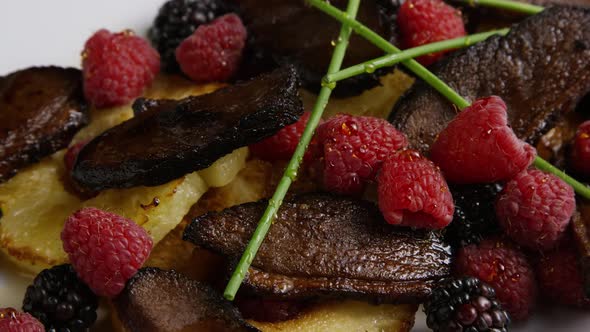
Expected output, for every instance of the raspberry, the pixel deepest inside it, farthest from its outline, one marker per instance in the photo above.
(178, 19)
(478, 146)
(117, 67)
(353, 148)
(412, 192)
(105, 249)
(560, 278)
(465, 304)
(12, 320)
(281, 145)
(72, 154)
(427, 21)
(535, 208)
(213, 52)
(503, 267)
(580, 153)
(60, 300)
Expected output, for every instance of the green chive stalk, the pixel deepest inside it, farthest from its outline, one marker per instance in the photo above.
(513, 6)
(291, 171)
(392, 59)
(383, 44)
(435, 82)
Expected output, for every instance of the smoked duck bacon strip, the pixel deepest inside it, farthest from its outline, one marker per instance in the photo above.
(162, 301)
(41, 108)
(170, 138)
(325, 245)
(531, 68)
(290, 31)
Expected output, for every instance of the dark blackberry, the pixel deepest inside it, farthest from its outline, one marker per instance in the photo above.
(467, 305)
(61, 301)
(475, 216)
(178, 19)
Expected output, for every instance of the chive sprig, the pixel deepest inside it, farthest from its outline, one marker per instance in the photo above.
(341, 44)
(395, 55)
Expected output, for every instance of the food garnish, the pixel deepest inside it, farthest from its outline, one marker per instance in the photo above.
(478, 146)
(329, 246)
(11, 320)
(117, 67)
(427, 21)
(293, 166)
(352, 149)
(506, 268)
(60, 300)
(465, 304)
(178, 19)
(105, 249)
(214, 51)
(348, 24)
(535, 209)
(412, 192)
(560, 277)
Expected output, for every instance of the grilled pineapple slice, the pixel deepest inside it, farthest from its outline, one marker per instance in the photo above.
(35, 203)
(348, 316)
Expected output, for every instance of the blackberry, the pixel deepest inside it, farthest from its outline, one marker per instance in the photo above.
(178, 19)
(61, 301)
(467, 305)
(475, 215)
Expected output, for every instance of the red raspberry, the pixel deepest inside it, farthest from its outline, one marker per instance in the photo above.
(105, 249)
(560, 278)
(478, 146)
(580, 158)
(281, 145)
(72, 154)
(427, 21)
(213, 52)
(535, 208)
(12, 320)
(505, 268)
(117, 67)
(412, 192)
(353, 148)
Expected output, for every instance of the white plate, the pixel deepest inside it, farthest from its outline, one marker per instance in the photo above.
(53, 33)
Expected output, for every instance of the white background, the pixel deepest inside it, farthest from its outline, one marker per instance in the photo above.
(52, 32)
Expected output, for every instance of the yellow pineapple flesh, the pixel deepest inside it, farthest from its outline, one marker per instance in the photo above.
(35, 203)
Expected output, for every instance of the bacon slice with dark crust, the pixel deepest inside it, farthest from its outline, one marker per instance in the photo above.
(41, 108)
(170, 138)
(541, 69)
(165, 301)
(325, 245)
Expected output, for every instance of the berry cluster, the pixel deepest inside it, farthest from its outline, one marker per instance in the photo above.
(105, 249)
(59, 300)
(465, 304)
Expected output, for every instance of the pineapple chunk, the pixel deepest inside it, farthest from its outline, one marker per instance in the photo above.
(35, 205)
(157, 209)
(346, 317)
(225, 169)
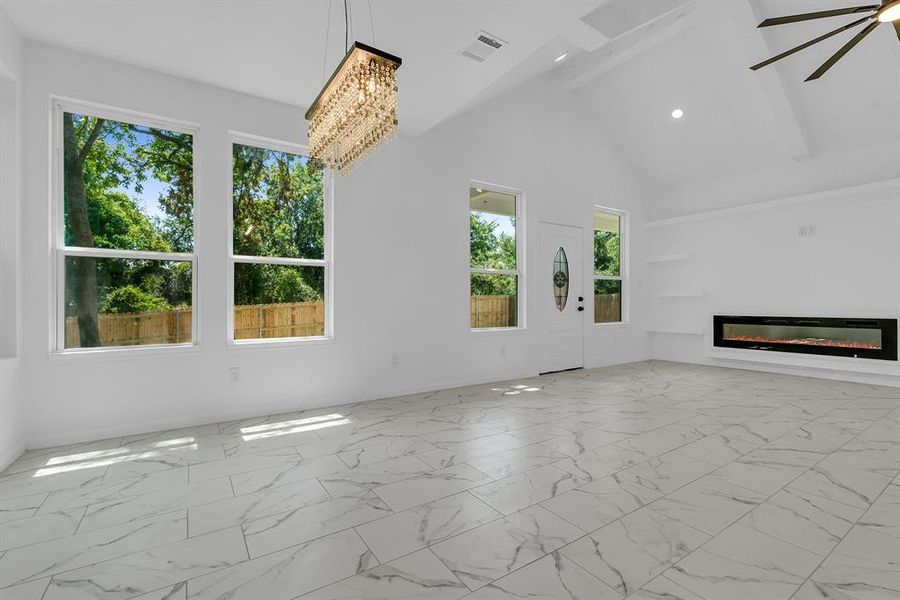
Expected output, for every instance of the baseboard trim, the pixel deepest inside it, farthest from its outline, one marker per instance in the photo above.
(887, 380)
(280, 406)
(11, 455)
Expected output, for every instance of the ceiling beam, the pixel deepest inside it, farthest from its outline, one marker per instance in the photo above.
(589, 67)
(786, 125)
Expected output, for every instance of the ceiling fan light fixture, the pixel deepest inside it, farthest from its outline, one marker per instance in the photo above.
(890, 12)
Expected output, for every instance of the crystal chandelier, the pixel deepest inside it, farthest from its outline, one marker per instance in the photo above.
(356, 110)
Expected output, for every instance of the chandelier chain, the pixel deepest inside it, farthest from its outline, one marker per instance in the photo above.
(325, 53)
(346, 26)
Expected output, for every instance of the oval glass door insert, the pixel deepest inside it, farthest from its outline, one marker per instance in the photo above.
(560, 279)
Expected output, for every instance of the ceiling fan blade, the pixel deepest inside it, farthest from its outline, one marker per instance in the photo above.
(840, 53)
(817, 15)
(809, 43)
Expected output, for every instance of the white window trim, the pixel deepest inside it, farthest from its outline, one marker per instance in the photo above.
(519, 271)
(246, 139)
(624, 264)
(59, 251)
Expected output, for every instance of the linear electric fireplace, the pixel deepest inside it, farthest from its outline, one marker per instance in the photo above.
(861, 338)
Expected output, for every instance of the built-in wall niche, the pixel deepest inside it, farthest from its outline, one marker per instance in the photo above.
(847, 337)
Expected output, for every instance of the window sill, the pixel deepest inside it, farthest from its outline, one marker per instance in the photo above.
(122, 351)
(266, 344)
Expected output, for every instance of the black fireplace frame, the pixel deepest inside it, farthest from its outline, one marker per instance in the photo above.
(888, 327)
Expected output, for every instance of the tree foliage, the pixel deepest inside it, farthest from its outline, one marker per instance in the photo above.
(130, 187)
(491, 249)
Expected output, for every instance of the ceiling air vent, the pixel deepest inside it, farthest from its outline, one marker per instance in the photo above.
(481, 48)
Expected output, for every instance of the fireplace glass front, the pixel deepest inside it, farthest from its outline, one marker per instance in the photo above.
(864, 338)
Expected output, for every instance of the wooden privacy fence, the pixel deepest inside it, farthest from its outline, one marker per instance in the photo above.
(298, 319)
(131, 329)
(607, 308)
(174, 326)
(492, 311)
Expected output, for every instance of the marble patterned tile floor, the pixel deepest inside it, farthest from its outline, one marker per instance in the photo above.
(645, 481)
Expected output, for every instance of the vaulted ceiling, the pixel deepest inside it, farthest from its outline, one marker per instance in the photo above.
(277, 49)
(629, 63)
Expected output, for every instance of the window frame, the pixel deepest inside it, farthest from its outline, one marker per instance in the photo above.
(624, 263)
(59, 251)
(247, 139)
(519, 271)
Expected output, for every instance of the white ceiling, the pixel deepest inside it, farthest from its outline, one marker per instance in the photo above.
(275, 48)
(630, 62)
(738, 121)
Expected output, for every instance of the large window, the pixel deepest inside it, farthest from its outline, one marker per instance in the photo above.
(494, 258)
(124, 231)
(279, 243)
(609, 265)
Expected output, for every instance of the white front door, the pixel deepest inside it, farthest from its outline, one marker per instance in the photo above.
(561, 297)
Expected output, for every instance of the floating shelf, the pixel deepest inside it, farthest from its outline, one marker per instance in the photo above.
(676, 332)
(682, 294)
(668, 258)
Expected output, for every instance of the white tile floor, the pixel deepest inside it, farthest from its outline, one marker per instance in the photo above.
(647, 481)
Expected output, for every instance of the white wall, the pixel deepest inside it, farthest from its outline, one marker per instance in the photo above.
* * * *
The answer should be the full material above, printed exactly, with no pictures in it.

Expected output, for every instance of the raspberry, the pixel deepest inside it, farthest from its outline, one marker per instance in the photo above.
(178, 19)
(478, 146)
(117, 67)
(353, 148)
(412, 192)
(105, 249)
(560, 278)
(465, 304)
(12, 320)
(281, 145)
(72, 154)
(427, 21)
(535, 208)
(213, 52)
(503, 267)
(580, 153)
(60, 300)
Expected output, for every instance of the green chive stalk, the pixel deepest inside it, farthest from its outline, one marker per instance in the photo above.
(513, 6)
(291, 171)
(392, 59)
(383, 44)
(435, 82)
Expected output, for every instance of the smoked duck bacon strip, the pixel deepest inside it, farthest from its outline, one marker per instance in the photo above.
(162, 301)
(41, 108)
(170, 138)
(325, 245)
(531, 68)
(290, 31)
Expected output, for every instance of the dark blackberry, the pixel deepest inside it, farthest from its outline, one marker per instance in the photo above.
(467, 305)
(61, 301)
(475, 216)
(178, 19)
Expected output, for every instance of the chive sprig, the pixel deepest inside it, farthest from its outline, one marker per instance in the photo above.
(341, 44)
(395, 55)
Expected output, for every instance of the food garnish, the pixel deepest inside it, farthest from its outline, one marker per instance in the photo above.
(478, 146)
(329, 246)
(11, 320)
(117, 67)
(427, 21)
(293, 166)
(352, 149)
(506, 268)
(60, 300)
(465, 304)
(178, 19)
(105, 249)
(214, 51)
(348, 24)
(535, 209)
(412, 192)
(560, 277)
Expected output, for every instance of the grilled pineapple slice, the pixel deepest inside it, farthest from its outline, one marker per instance in the photo above.
(35, 203)
(348, 316)
Expected output, for every instance of the blackberry, the pixel deepest inside it, farthest from its outline, one marker per instance in the photo above.
(178, 19)
(61, 301)
(467, 305)
(475, 215)
Expected output, for every instance of the red raspberry, the pixel deepest inside it, farthest from its outline, one marker per instance in the photo above.
(105, 249)
(560, 278)
(478, 146)
(580, 158)
(281, 145)
(72, 154)
(427, 21)
(213, 52)
(535, 208)
(12, 320)
(505, 268)
(117, 67)
(412, 192)
(353, 148)
Expected output, for every instance of the white plate, the pixel deepest inside it, farthest from its outline, one marker per instance in the photo above.
(53, 33)
Expected output, for every instance of the white background, the pixel deepest inside it, farthest from its outline, one marker per instance in the photo above.
(52, 32)
Expected output, for every instance of the yellow pineapple flesh, the pixel deepest inside it, farthest from its outline, one marker per instance in the photo above.
(35, 203)
Expected output, for every instance of the bacon slice with dark crust, the pixel deepest inside it, farthest from its outline, one marker per instance in the photo above.
(41, 108)
(170, 138)
(541, 69)
(165, 301)
(325, 245)
Expected output, for every instance of the berry cluster, the pixel deepest inside it, farthest from its outline, one marker per instance in the photo above.
(105, 249)
(59, 300)
(465, 304)
Expected output, for every instance of the pineapple chunk, the pixel deepest inside it, farthest from its outline, one marker per instance in the photo above.
(35, 205)
(157, 209)
(346, 317)
(225, 169)
Expected output, for every instance of the baseboard trim, the pixel deepest inside it, farthest from its outline, one marker per instance in the photo above.
(887, 380)
(280, 406)
(11, 455)
Expected output, for every instance of the ceiling beam, the pixel deepest inside it, farthest from its outline, one marker per instance in the photo above.
(589, 67)
(786, 125)
Expected output, for every instance of the ceiling fan light fixture, the pixel deepest inside it, farthest from its outline, one marker per instance in the photo above.
(890, 12)
Expected output, for every instance of the crystal chandelier, the pixel deepest inside it, farthest from its outline, one marker per instance in the photo above.
(356, 110)
Expected output, for every instance of the chandelier chain, the pixel deepest inside it, farthest from its outline, one marker per instance in the photo above.
(325, 53)
(346, 26)
Expected output, for every instance of the oval glass door insert, the pixel deepest inside it, farthest from its outline, one marker per instance in the photo above.
(560, 279)
Expected output, for every instance of the ceiling fan blade, the pixel deepest inside it, farthest from its outline, one marker per instance in the photo above.
(840, 53)
(817, 15)
(809, 43)
Expected output, for every instance of the white window trim, the pixel deepest inside it, farthest from its outline, one marker per instance in the photo above.
(519, 271)
(246, 139)
(624, 264)
(59, 251)
Expected output, for every instance of the linear electric fireplace, the pixel deepest inside it, farthest from its outline, one marker per instance in the photo above.
(861, 338)
Expected output, for every instance of the built-in wall niche, the pixel deepest inside it, farthest from its outline, one marker per instance in the photo above.
(847, 337)
Expected output, for every instance of the window sill, the pixel deepest inside it, farthest from its outline, one marker per instance in the photo above.
(122, 351)
(266, 344)
Expected output, for every instance of the black fireplace frame, the pixel deepest inside it, farthest from its outline, one marker per instance in the photo above.
(888, 327)
Expected output, for every instance of the tree foliage, the pixel deepest inside it, farthest from its outline, one marker per instance in the photo above.
(130, 187)
(491, 249)
Expected output, for every instance of the ceiling air vent, the pixel deepest inside it, farthest from its outline, one marker per instance in the photo above.
(481, 48)
Expected output, for every instance of the fireplace glass front, the pixel deepest inside it, farthest from its outline, one marker per instance in the photo above.
(864, 338)
Expected output, for every instance of the wooden privacy fence, the pixel deepest inside it, farthest from its outline, one marker per instance in the photo above.
(298, 319)
(131, 329)
(607, 308)
(174, 326)
(492, 311)
Expected output, for every instance of the marble patterned tile floor, the pixel deepest inside it, farthest from its outline, one marker per instance in the photo above.
(645, 481)
Expected output, for every instance of the vaulted ceiling, the pixel deepest inside it, farthest from its outline, one marker per instance in the photo above.
(277, 49)
(629, 63)
Expected output, for every instance of the window frame, the pixel deepest inside it, farthest from its outline, one marker per instance in the photo above.
(624, 263)
(59, 251)
(247, 139)
(519, 271)
Expected output, for every instance of the white ceiling, the pixel deepest inside it, farthest from its outline, one marker per instance in the photo above.
(275, 48)
(630, 62)
(738, 121)
Expected output, for every instance of the large window, the pixel deepest inside it, farthest from its outline, one marker per instance in the photo above.
(494, 258)
(124, 231)
(279, 243)
(609, 265)
Expected output, for every instance of the white front door, the pixel deepest inside it, farthest from its outline, one marker per instance in the photo above.
(561, 297)
Expected output, for every instance of the floating shelf, the pixel deepest inside it, farthest from its outline, one marker per instance in the photo above.
(676, 332)
(682, 294)
(668, 258)
Expected output, for every instance of the white tile floor, the pixel deepest inside it, farthest from its outline, one marker per instance in the photo above.
(647, 481)
Expected output, for every instance of the white wall, the pixel deepest inside it, farthest from its outline, one marker per instance in the photo above.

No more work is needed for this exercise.